> **Prompt**
Present every line of the material below as a Markdown table with the columns Row and Line. Number the rows in order and leave out any blank lines.

> **Detection examples**
------------

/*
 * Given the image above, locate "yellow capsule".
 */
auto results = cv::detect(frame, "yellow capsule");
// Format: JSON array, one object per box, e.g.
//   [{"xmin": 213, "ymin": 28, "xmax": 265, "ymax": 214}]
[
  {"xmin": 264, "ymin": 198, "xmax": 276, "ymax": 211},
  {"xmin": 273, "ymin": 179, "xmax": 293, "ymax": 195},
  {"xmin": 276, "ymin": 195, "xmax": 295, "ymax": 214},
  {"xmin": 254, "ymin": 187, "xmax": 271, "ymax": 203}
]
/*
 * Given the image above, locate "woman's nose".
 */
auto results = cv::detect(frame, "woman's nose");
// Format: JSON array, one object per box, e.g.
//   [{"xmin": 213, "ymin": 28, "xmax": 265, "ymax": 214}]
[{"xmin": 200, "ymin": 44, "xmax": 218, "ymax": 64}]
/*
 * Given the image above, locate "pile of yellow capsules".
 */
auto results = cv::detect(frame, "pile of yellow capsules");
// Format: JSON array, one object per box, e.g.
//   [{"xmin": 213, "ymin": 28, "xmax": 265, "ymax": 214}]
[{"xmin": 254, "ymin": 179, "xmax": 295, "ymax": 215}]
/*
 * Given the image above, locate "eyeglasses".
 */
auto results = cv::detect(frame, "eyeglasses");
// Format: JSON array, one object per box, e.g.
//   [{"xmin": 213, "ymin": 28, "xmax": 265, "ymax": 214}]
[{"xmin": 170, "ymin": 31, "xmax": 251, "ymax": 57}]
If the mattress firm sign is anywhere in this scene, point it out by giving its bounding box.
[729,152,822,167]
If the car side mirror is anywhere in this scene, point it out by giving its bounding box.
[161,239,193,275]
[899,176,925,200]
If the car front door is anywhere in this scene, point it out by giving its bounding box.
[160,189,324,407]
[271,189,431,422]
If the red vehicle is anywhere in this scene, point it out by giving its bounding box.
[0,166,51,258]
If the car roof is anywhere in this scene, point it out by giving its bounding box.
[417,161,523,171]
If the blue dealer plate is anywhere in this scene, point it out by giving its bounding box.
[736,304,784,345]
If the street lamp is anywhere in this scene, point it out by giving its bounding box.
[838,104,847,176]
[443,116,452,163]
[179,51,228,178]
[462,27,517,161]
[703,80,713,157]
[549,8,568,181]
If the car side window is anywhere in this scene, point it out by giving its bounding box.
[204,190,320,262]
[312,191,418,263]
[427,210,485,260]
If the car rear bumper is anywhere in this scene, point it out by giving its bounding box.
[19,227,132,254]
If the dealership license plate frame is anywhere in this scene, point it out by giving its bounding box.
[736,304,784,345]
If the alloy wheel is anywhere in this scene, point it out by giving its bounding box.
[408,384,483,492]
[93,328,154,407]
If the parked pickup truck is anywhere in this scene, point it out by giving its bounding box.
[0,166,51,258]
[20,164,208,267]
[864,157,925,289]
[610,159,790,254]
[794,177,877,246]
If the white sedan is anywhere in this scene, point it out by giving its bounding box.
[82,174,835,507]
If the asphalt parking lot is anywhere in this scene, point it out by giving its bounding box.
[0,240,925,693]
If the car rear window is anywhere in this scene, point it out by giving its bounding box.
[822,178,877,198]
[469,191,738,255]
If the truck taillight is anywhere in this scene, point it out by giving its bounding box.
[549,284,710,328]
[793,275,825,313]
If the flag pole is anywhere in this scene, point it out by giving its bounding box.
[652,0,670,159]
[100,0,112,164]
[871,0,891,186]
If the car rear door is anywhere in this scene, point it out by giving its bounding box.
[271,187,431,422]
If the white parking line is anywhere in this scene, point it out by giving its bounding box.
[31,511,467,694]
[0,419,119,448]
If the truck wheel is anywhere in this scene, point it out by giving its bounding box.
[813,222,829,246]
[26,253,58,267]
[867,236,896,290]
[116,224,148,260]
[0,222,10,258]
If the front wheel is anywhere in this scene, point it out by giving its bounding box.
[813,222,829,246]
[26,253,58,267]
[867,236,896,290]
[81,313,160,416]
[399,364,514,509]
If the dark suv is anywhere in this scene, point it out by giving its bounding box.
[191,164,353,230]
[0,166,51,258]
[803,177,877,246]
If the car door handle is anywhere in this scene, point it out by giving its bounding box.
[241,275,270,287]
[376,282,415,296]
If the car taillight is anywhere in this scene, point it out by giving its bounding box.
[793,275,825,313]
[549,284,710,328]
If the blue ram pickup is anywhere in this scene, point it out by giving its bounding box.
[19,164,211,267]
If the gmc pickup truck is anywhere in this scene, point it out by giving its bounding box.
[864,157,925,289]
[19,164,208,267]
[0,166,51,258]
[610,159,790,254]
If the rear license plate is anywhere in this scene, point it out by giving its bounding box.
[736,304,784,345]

------------

> **Solution**
| Row | Line |
|---|---|
| 1 | /* |
| 2 |  * Given the image above, locate "yellow capsule". |
| 3 |  */ |
| 4 | auto results = cv::detect(frame, "yellow capsule"); |
| 5 | // Format: JSON array, one object per box, e.g. |
| 6 | //   [{"xmin": 213, "ymin": 28, "xmax": 265, "ymax": 214}] |
| 7 | [ |
| 8 |   {"xmin": 264, "ymin": 198, "xmax": 276, "ymax": 211}, |
| 9 |   {"xmin": 273, "ymin": 179, "xmax": 293, "ymax": 195}, |
| 10 |   {"xmin": 276, "ymin": 195, "xmax": 295, "ymax": 214}, |
| 11 |   {"xmin": 254, "ymin": 187, "xmax": 271, "ymax": 203} |
| 12 | ] |
| 13 | /* |
| 14 |  * Given the image above, locate "woman's nose". |
| 15 |  */ |
| 16 | auto results = cv::detect(frame, "woman's nose"); |
| 17 | // Format: JSON array, one object per box, e.g. |
| 18 | //   [{"xmin": 213, "ymin": 28, "xmax": 265, "ymax": 214}] |
| 19 | [{"xmin": 200, "ymin": 44, "xmax": 218, "ymax": 64}] |
| 20 | /* |
| 21 |  * Given the image above, locate "pile of yellow capsules". |
| 22 |  */ |
| 23 | auto results = cv::detect(frame, "pile of yellow capsules"); |
| 24 | // Format: JSON array, one object per box, e.g. |
| 25 | //   [{"xmin": 213, "ymin": 28, "xmax": 265, "ymax": 214}] |
| 26 | [{"xmin": 254, "ymin": 179, "xmax": 295, "ymax": 215}] |
| 27 | /* |
| 28 |  * Given the image above, locate "eyeglasses". |
| 29 |  */ |
| 30 | auto results = cv::detect(frame, "eyeglasses"); |
| 31 | // Format: JSON array, one object per box, e.g. |
| 32 | //   [{"xmin": 213, "ymin": 28, "xmax": 265, "ymax": 214}] |
| 33 | [{"xmin": 170, "ymin": 31, "xmax": 251, "ymax": 57}] |
| 34 | If the mattress firm sign is anywhere in this scene, point it out by giving its bounding box. |
| 35 | [729,152,822,167] |
| 36 | If the car side mirror is anywhere in this scene, point it out by giving its bounding box. |
| 37 | [161,239,193,275] |
| 38 | [899,176,925,200] |
| 39 | If the car front door is anywhere in this scene, point it out by giving its bounding box. |
| 40 | [160,189,324,407] |
| 41 | [271,189,431,422] |
| 42 | If the red vehicle is anywhere in this scene, point it out by giving its bounding box. |
| 43 | [0,166,51,258] |
| 44 | If the car roof is anywhere in this scene, point it out by giving its bounding box. |
| 45 | [417,161,523,171] |
| 46 | If the blue dealer plate is anywhere in this scene, point it out by giving its bounding box. |
| 47 | [736,304,784,345] |
| 48 | If the street lamp is anywhere in this scene, point it out by giving its bounding box. |
| 49 | [838,104,847,176] |
| 50 | [443,116,452,163] |
| 51 | [179,51,228,178] |
| 52 | [462,27,517,161] |
| 53 | [703,80,713,157] |
| 54 | [549,8,568,181] |
| 55 | If the car side window is anywhere in this scene, point it out by giving its bounding box. |
| 56 | [204,190,320,262] |
| 57 | [312,191,418,263] |
| 58 | [427,210,485,260] |
| 59 | If the car rear bumper is anywhere in this scene, point it out by giving its bounding box. |
| 60 | [19,227,132,254] |
| 61 | If the dealership license plate frame is anywhere in this scene, point it out by giving its bounding box. |
| 62 | [736,304,784,345] |
| 63 | If the alloy wheel is anywhere in this scene, point it out by giving its bounding box. |
| 64 | [408,384,483,492] |
| 65 | [93,328,154,407] |
| 66 | If the parked pickup truck is anywhere in this scene, point it out by giving its bounding box. |
| 67 | [0,166,51,258] |
| 68 | [20,164,208,267] |
| 69 | [864,157,925,289] |
| 70 | [610,159,790,254] |
| 71 | [794,177,877,246] |
| 72 | If the white sedan is anywhere in this scene, point it out by giving its bounding box. |
| 73 | [82,174,835,507] |
| 74 | If the asphalt parking lot is anywhere in this scene, point it out by giving its bounding box. |
| 75 | [0,240,925,693] |
| 76 | If the car rear window is anywhere in this scene, point it out by giving its bounding box. |
| 77 | [822,178,877,198] |
| 78 | [469,191,738,255] |
| 79 | If the truck taillight is anywhere in this scene, point it out by giving its bounding box. |
| 80 | [549,284,710,328] |
| 81 | [793,275,825,313] |
| 82 | If the flag pole is anywhere in this scene, point it out by giving its bounding box. |
| 83 | [652,0,670,159] |
| 84 | [100,0,112,164] |
| 85 | [871,0,891,186] |
| 86 | If the car rear door is anywhere in this scene, point it out by giving its bounding box. |
| 87 | [271,187,431,422] |
| 88 | If the white parking line is anywhere in this scene, point it out by giving its bounding box. |
| 89 | [31,511,467,694] |
| 90 | [0,419,119,448] |
| 91 | If the truck wheel is anywhere in this scene, point it out by giving its bounding box. |
| 92 | [813,222,829,246] |
| 93 | [26,253,58,267] |
| 94 | [867,236,896,290] |
| 95 | [116,224,148,260] |
| 96 | [0,222,10,258] |
| 97 | If the front wheel is anywhere in this scene, point it out by giving its bounding box. |
| 98 | [813,222,829,246] |
| 99 | [26,253,58,267] |
| 100 | [867,236,896,290] |
| 101 | [81,313,160,416] |
| 102 | [399,364,514,509] |
| 103 | If the dark suv is anywhere in this scene, point it out by giving its bounding box. |
| 104 | [191,164,353,230] |
| 105 | [0,166,51,258] |
| 106 | [803,177,877,246] |
| 107 | If the car door handle is anywhere in this scene, point it out by giving its bounding box. |
| 108 | [241,275,270,287] |
| 109 | [376,282,415,296] |
| 110 | If the car taillight is anywhere in this scene, point it out by giving its bounding box. |
| 111 | [793,275,825,313] |
| 112 | [549,284,710,328] |
| 113 | If the blue ram pickup is anywhere in this scene, point it out by giving its bounding box. |
| 114 | [19,164,211,267] |
| 115 | If the gmc pickup truck is anywhere in this scene, point it out by giving its bounding box. |
| 116 | [864,157,925,289] |
| 117 | [19,164,208,267] |
| 118 | [0,166,51,258] |
| 119 | [610,159,790,254] |
| 120 | If the rear license plate is anywhere in this scene, point it out by giving its bounding box. |
| 121 | [736,304,784,345] |